Object position labeling entries
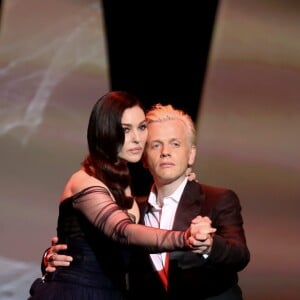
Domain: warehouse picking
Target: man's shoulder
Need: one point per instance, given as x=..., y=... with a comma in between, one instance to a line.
x=208, y=189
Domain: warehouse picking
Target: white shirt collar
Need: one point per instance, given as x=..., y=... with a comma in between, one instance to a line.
x=175, y=196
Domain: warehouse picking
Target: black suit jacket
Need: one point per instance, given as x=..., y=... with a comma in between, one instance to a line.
x=191, y=274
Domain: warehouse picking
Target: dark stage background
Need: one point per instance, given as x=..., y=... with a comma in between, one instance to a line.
x=55, y=62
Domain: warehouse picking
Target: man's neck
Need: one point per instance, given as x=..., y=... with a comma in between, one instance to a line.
x=166, y=189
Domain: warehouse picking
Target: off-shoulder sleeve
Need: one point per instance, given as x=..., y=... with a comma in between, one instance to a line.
x=96, y=204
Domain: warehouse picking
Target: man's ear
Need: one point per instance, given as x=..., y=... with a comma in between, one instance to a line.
x=192, y=157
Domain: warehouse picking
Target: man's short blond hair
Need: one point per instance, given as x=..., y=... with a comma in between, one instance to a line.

§ **Exercise objective**
Express the material, starting at its beginning and ending at the line "x=191, y=274", as a two-column CSV with the columns instruction and response. Each row holds one text and its answer, each in its own quoted field with line breaks turned into spaces, and the pictures are left out.

§ **Worked answer**
instruction,response
"Domain: warehouse picking Target: man's shoulder Need: one point per instance, given as x=..., y=... with a comma in between, one instance to a line.","x=208, y=189"
"Domain: warehouse picking Target: white shirt collar Need: one point per instance, given as x=..., y=... with a comma in between, one instance to a line.","x=175, y=196"
"Domain: warehouse picking Target: black suit jacket Need: one point per instance, given as x=..., y=... with a comma in between, one instance to a line.","x=191, y=274"